▶ [The exercise]:
Copy the records below word for word, leaving out the pictures.

▶ [The data]:
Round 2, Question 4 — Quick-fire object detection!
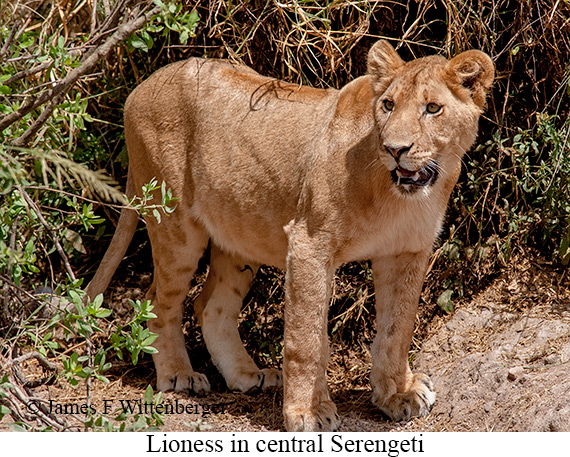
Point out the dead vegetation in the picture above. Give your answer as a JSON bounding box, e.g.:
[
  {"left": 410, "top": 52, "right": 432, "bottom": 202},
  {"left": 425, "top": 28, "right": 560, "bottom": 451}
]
[{"left": 0, "top": 0, "right": 570, "bottom": 429}]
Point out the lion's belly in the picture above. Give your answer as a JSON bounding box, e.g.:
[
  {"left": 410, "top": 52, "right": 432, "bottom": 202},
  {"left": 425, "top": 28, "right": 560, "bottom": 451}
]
[{"left": 192, "top": 183, "right": 292, "bottom": 268}]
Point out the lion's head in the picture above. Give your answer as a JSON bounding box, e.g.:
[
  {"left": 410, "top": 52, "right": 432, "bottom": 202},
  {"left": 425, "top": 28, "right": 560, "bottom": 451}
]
[{"left": 368, "top": 41, "right": 494, "bottom": 195}]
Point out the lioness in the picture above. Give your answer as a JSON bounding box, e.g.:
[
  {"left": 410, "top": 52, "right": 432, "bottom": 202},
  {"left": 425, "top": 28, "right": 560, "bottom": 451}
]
[{"left": 86, "top": 41, "right": 494, "bottom": 431}]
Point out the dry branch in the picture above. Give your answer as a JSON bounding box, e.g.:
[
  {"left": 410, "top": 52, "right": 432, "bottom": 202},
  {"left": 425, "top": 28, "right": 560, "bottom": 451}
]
[{"left": 0, "top": 1, "right": 161, "bottom": 146}]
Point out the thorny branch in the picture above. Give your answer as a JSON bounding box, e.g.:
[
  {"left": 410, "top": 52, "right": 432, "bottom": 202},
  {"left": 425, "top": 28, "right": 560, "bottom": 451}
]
[{"left": 0, "top": 0, "right": 161, "bottom": 146}]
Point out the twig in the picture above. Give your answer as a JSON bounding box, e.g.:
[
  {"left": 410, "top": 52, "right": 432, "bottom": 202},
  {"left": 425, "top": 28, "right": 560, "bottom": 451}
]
[
  {"left": 17, "top": 186, "right": 76, "bottom": 281},
  {"left": 0, "top": 2, "right": 161, "bottom": 138},
  {"left": 4, "top": 59, "right": 53, "bottom": 86},
  {"left": 12, "top": 93, "right": 65, "bottom": 147},
  {"left": 10, "top": 351, "right": 58, "bottom": 389}
]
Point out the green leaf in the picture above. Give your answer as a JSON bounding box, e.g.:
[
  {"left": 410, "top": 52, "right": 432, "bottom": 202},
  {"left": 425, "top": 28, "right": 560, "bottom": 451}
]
[{"left": 437, "top": 289, "right": 455, "bottom": 313}]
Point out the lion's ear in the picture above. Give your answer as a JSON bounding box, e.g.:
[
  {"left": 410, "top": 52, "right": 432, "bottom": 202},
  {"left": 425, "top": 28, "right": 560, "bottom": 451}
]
[
  {"left": 446, "top": 50, "right": 495, "bottom": 108},
  {"left": 368, "top": 40, "right": 405, "bottom": 94}
]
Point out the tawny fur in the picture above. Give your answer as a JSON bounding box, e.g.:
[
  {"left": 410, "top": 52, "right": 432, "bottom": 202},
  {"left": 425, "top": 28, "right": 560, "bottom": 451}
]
[{"left": 87, "top": 41, "right": 494, "bottom": 431}]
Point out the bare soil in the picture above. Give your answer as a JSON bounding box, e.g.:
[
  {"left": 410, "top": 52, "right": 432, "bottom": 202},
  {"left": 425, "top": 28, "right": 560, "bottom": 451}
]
[{"left": 0, "top": 253, "right": 570, "bottom": 432}]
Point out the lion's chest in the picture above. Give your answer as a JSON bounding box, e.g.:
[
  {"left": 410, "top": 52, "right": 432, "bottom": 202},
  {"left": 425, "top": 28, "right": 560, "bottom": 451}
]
[{"left": 336, "top": 196, "right": 444, "bottom": 264}]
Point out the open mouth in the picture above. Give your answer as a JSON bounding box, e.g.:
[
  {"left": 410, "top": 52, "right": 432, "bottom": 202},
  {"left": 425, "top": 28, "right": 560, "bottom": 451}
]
[{"left": 391, "top": 162, "right": 437, "bottom": 187}]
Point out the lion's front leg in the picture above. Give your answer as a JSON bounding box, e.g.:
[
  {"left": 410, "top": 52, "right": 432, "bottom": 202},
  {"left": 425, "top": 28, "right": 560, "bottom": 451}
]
[
  {"left": 283, "top": 225, "right": 340, "bottom": 432},
  {"left": 370, "top": 252, "right": 435, "bottom": 421}
]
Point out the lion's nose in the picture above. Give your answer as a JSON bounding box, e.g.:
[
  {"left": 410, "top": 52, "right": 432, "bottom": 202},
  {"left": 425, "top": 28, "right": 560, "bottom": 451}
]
[{"left": 384, "top": 143, "right": 413, "bottom": 160}]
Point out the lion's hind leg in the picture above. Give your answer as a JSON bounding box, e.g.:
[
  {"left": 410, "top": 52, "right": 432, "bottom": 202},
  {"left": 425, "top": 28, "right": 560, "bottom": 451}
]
[
  {"left": 194, "top": 243, "right": 283, "bottom": 392},
  {"left": 147, "top": 216, "right": 210, "bottom": 395}
]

▶ [Written solution]:
Round 2, Question 4 — Quick-fire object detection!
Point out the dead vegetation in the picture above. Give your answer as a JSON bounding box, e.g.:
[
  {"left": 410, "top": 52, "right": 432, "bottom": 202},
  {"left": 425, "top": 28, "right": 560, "bottom": 451}
]
[{"left": 0, "top": 0, "right": 570, "bottom": 429}]
Point out the lion's belly in the picture above. Give your answer as a JSON bounding box, e.g.:
[
  {"left": 410, "top": 52, "right": 432, "bottom": 202},
  {"left": 425, "top": 28, "right": 560, "bottom": 451}
]
[{"left": 192, "top": 183, "right": 292, "bottom": 268}]
Point out the lion's head in the picture above. Give your answer as a JSON bounding box, e.g.:
[
  {"left": 410, "top": 52, "right": 432, "bottom": 202},
  {"left": 425, "top": 28, "right": 560, "bottom": 451}
]
[{"left": 368, "top": 41, "right": 494, "bottom": 195}]
Point out the lioness in the picture above. Give your answer as a JSON bounding box, e.g.:
[
  {"left": 410, "top": 52, "right": 432, "bottom": 202},
  {"left": 425, "top": 28, "right": 560, "bottom": 451}
]
[{"left": 86, "top": 41, "right": 494, "bottom": 431}]
Point out the dry branch in the picture above. Give your answer as a JSON bounding box, e.g.:
[
  {"left": 410, "top": 52, "right": 432, "bottom": 202},
  {"left": 425, "top": 28, "right": 560, "bottom": 451}
]
[{"left": 0, "top": 1, "right": 161, "bottom": 146}]
Point out the thorny branch in the picture above. Give your answer as a JSON bounding box, e.g.:
[
  {"left": 410, "top": 52, "right": 432, "bottom": 202},
  {"left": 425, "top": 28, "right": 560, "bottom": 451}
]
[{"left": 0, "top": 0, "right": 161, "bottom": 146}]
Point out the twig in the picture above. Give your answer as a JSON bounding box, e.g.:
[
  {"left": 410, "top": 52, "right": 432, "bottom": 202},
  {"left": 425, "top": 28, "right": 560, "bottom": 451}
]
[
  {"left": 17, "top": 186, "right": 76, "bottom": 281},
  {"left": 0, "top": 2, "right": 161, "bottom": 138},
  {"left": 4, "top": 59, "right": 53, "bottom": 86},
  {"left": 12, "top": 93, "right": 65, "bottom": 147},
  {"left": 10, "top": 351, "right": 58, "bottom": 389}
]
Point out the green leaf in the picture above. Give your answer as a JSON bounding box, e.g.:
[
  {"left": 410, "top": 52, "right": 432, "bottom": 202},
  {"left": 425, "top": 28, "right": 560, "bottom": 451}
]
[{"left": 437, "top": 289, "right": 455, "bottom": 313}]
Point out the lion's ear in the picture above. Give your answer as a JSON bounding box, e.g.:
[
  {"left": 410, "top": 52, "right": 432, "bottom": 202},
  {"left": 425, "top": 28, "right": 560, "bottom": 451}
]
[
  {"left": 446, "top": 50, "right": 495, "bottom": 108},
  {"left": 368, "top": 40, "right": 405, "bottom": 94}
]
Point out the tawny fur in the picture above. Give your answer as a JSON bounding box, e.g.:
[
  {"left": 410, "top": 52, "right": 432, "bottom": 202},
  {"left": 425, "top": 28, "right": 560, "bottom": 451}
]
[{"left": 87, "top": 41, "right": 494, "bottom": 431}]
Point out the bare soil in the picture above. Give your answer as a JSON bounding box, e.g.:
[
  {"left": 410, "top": 52, "right": 432, "bottom": 202},
  {"left": 425, "top": 28, "right": 560, "bottom": 451}
]
[{"left": 0, "top": 253, "right": 570, "bottom": 432}]
Point out the lion's chest in the picture above. Give your answer as a JSON bounding box, e.g.:
[
  {"left": 410, "top": 52, "right": 432, "bottom": 202},
  {"left": 425, "top": 28, "right": 560, "bottom": 451}
]
[{"left": 336, "top": 196, "right": 444, "bottom": 264}]
Point out the open mouth in the picture above. Give your answer as a JSON bounding box, e.g.:
[
  {"left": 410, "top": 52, "right": 432, "bottom": 202},
  {"left": 425, "top": 28, "right": 560, "bottom": 451}
]
[{"left": 391, "top": 162, "right": 437, "bottom": 187}]
Point out the lion's front leg in the picture above. Give your answer as a JSON bounding box, e.g.:
[
  {"left": 410, "top": 52, "right": 432, "bottom": 202},
  {"left": 425, "top": 28, "right": 560, "bottom": 451}
]
[
  {"left": 283, "top": 225, "right": 340, "bottom": 432},
  {"left": 370, "top": 252, "right": 435, "bottom": 421}
]
Point out the lion's nose in the picture above. Give your answer as a JSON bounding box, e.g.:
[
  {"left": 410, "top": 52, "right": 432, "bottom": 202},
  {"left": 425, "top": 28, "right": 560, "bottom": 451}
]
[{"left": 384, "top": 143, "right": 413, "bottom": 160}]
Point out the lion's hind leg in the picture above. Give your answer as a JSON bounding box, e.g.:
[
  {"left": 410, "top": 52, "right": 432, "bottom": 202},
  {"left": 425, "top": 28, "right": 560, "bottom": 451}
]
[
  {"left": 194, "top": 243, "right": 283, "bottom": 392},
  {"left": 147, "top": 216, "right": 210, "bottom": 395}
]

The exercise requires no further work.